(Dataset items)
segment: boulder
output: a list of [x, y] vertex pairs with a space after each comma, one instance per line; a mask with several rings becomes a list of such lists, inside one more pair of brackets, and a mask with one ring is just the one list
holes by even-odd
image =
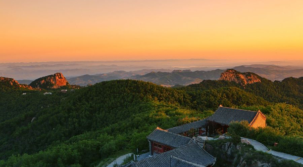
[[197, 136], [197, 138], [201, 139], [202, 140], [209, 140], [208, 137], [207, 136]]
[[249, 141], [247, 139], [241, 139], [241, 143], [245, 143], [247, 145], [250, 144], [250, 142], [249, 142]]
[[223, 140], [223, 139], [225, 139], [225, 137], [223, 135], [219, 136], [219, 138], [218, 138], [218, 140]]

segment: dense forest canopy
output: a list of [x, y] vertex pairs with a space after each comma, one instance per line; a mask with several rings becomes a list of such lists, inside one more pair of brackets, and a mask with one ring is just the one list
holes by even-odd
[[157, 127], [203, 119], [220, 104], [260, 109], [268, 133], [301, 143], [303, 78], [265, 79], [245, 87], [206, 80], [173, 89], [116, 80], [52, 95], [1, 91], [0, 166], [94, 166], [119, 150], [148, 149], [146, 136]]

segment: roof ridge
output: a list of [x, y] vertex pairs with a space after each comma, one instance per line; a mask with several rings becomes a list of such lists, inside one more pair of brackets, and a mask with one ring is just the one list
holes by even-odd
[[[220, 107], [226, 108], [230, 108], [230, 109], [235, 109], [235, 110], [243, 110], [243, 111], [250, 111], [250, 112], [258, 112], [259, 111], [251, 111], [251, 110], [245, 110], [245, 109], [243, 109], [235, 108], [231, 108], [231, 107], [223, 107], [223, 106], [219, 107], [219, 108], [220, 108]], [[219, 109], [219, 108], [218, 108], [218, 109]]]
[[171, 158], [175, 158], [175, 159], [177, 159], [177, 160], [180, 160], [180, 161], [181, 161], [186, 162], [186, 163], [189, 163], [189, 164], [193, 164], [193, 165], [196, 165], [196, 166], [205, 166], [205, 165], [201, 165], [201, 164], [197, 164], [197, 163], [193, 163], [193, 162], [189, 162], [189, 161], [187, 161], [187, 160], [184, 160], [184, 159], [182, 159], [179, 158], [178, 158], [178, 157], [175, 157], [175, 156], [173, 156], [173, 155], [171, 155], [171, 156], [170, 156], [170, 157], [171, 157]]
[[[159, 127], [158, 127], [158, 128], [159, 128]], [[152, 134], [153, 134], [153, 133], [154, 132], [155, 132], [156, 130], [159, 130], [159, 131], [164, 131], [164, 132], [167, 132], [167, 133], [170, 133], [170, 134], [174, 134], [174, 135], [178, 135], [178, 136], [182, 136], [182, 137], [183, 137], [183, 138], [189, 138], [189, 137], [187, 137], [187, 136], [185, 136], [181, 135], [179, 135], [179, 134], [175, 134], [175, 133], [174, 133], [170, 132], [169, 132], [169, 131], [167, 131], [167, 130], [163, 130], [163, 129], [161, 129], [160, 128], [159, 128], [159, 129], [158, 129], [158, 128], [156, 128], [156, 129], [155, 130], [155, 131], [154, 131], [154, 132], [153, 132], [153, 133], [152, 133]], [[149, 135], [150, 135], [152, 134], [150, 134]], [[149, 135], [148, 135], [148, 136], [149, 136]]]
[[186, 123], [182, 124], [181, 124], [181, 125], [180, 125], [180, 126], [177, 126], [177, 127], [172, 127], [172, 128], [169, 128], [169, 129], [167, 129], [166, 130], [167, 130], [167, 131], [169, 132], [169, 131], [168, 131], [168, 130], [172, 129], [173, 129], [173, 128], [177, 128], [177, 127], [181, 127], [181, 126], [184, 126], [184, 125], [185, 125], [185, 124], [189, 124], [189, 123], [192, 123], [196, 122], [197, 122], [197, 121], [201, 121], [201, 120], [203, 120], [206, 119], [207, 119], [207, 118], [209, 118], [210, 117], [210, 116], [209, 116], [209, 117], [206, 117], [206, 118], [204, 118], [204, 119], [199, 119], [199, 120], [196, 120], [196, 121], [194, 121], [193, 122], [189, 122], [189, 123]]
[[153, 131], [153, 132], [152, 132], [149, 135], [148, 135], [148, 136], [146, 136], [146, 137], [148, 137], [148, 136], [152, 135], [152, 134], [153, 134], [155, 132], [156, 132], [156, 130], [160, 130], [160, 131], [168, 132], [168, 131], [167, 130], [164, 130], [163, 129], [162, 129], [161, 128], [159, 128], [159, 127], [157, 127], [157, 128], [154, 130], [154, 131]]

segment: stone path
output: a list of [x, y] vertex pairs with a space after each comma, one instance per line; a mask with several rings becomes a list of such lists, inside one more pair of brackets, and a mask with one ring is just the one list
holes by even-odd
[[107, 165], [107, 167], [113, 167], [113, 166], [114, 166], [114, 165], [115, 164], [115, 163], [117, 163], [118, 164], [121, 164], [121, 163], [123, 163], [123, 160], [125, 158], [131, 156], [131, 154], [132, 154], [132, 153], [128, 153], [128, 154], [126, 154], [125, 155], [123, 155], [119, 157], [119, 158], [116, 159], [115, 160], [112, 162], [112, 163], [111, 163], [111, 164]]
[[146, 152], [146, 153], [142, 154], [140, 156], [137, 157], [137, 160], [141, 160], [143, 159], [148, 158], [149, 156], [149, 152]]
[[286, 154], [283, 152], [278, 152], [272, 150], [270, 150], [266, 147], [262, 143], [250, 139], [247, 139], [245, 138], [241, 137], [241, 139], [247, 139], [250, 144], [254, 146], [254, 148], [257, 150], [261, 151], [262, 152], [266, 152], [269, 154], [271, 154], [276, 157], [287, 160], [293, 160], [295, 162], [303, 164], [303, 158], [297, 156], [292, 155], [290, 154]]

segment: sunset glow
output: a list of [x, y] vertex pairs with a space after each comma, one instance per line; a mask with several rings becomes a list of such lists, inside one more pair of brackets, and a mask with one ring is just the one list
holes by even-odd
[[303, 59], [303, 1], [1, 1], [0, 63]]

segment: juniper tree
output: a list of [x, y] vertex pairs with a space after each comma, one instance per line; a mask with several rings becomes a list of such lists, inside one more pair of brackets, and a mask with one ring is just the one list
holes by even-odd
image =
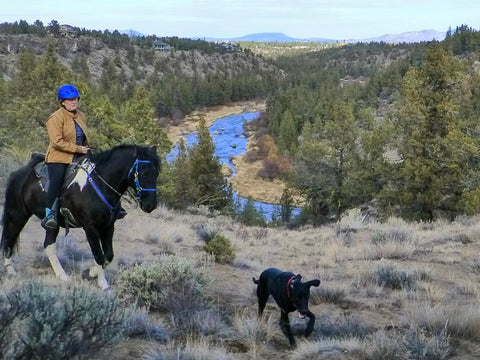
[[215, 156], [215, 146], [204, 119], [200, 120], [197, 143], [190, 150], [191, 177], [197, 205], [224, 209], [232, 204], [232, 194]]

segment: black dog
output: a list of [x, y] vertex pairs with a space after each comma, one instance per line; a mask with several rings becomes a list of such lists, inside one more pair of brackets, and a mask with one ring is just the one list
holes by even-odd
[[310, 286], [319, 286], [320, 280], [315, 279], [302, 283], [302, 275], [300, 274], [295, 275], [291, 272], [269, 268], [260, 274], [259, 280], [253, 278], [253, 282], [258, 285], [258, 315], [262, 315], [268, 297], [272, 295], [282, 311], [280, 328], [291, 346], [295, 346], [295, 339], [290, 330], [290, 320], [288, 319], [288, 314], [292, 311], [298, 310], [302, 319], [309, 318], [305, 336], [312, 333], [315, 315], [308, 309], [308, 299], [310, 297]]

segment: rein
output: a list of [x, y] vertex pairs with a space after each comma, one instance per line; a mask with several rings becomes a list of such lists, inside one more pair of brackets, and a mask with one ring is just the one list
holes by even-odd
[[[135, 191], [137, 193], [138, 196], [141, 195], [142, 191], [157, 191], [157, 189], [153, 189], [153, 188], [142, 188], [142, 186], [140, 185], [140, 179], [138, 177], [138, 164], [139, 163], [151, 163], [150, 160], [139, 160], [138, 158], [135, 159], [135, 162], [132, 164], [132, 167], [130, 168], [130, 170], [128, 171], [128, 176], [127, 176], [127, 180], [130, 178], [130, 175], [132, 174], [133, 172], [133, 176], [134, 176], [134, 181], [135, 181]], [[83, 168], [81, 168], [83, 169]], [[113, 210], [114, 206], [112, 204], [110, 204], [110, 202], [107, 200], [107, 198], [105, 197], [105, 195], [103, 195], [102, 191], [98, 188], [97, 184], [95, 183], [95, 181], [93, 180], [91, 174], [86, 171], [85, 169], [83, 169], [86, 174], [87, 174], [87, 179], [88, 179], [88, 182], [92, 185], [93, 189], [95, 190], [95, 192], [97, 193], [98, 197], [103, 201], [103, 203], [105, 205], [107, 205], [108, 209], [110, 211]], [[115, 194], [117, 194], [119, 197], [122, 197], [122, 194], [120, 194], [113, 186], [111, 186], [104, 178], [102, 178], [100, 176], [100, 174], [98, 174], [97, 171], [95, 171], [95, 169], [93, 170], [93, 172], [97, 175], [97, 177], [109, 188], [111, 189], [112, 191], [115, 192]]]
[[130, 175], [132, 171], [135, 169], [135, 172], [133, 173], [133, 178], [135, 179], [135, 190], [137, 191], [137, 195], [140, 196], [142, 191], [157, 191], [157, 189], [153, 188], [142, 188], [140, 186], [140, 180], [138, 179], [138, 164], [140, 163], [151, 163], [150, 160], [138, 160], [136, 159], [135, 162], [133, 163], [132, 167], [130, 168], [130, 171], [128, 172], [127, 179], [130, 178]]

--

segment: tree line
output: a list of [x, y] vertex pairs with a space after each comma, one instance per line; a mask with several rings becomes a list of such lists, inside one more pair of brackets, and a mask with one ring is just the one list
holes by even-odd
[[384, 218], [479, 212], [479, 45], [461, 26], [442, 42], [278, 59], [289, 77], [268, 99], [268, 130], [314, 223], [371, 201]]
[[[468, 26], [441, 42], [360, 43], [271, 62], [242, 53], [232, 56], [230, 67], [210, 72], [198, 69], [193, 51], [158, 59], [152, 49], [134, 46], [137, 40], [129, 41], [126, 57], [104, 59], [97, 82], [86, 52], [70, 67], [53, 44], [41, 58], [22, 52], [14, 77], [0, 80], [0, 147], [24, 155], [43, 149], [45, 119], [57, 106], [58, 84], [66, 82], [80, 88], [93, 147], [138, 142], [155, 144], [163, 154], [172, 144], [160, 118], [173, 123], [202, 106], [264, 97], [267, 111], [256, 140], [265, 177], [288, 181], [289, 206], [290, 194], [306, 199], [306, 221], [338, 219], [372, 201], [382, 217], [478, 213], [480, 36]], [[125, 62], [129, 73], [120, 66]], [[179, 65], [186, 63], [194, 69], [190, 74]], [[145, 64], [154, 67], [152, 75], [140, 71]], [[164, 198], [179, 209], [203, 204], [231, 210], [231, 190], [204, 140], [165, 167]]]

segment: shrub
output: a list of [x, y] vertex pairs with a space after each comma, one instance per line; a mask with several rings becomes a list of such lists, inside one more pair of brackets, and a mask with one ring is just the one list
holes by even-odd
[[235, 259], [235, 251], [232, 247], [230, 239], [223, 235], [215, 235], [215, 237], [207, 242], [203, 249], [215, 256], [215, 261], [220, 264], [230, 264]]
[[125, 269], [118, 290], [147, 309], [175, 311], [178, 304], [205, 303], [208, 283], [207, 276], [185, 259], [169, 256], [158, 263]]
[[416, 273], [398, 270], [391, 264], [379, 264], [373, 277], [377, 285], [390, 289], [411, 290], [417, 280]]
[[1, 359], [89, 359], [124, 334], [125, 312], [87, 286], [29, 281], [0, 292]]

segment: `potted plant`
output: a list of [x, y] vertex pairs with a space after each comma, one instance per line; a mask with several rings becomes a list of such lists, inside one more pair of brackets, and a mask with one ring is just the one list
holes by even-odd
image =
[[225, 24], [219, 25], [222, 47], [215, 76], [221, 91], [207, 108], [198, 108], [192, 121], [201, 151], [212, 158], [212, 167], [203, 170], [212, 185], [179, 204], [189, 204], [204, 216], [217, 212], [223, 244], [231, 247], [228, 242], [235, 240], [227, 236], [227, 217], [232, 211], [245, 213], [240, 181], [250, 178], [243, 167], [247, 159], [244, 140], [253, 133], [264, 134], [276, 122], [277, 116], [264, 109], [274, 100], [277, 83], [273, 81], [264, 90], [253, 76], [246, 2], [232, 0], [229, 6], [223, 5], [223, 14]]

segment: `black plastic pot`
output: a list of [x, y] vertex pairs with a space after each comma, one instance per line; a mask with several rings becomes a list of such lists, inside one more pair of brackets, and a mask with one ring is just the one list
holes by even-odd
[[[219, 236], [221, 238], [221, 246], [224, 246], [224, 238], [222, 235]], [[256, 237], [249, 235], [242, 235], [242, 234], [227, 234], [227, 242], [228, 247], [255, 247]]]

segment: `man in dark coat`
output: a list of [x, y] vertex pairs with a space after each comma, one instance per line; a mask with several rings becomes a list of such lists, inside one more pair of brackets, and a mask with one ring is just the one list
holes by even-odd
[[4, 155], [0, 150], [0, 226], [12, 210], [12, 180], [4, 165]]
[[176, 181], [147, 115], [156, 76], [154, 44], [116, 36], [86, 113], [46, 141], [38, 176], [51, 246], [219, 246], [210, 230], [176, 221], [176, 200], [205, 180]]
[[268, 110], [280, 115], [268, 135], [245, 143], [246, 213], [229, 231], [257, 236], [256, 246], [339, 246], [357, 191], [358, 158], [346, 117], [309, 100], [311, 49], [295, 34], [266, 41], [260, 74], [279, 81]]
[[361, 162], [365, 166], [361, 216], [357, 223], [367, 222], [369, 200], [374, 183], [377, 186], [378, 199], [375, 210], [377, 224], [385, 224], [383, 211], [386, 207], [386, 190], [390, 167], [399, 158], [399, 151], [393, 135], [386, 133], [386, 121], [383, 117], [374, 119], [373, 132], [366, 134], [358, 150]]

JOB. Rewrite the dataset items starting with the line with "segment: boulder" and going on through the line with "149], [146, 136]]", replacing "boulder" with "rock" and keeping everything else the same. Leave the pictures out of your answer.

RESPONSE TO THIS TASK.
segment: rock
output: a list of [x, y] vertex pairs with a space after each comma, one instance per line; a mask with several rings becomes a list of such lists, inside one more pair of brackets, and a mask with one ring is just the one list
holes by even-odd
image =
[[197, 136], [197, 138], [201, 139], [202, 140], [209, 140], [208, 137], [207, 136]]
[[249, 141], [247, 139], [241, 139], [241, 143], [245, 143], [247, 145], [250, 144], [250, 142], [249, 142]]
[[223, 140], [223, 139], [225, 139], [225, 137], [223, 135], [219, 136], [219, 138], [218, 138], [218, 140]]

segment: dense forest canopy
output: a list of [x, y] vertex pairs with a space after each comma, one instance per line; a mask with several rings becomes a list of such lists, inside one more pair of brackets, and a mask with one ring is just the one list
holes by even-odd
[[157, 127], [203, 119], [220, 104], [260, 109], [268, 133], [301, 143], [303, 78], [265, 79], [245, 87], [206, 80], [173, 89], [116, 80], [52, 95], [1, 91], [0, 166], [94, 166], [119, 150], [148, 149], [146, 136]]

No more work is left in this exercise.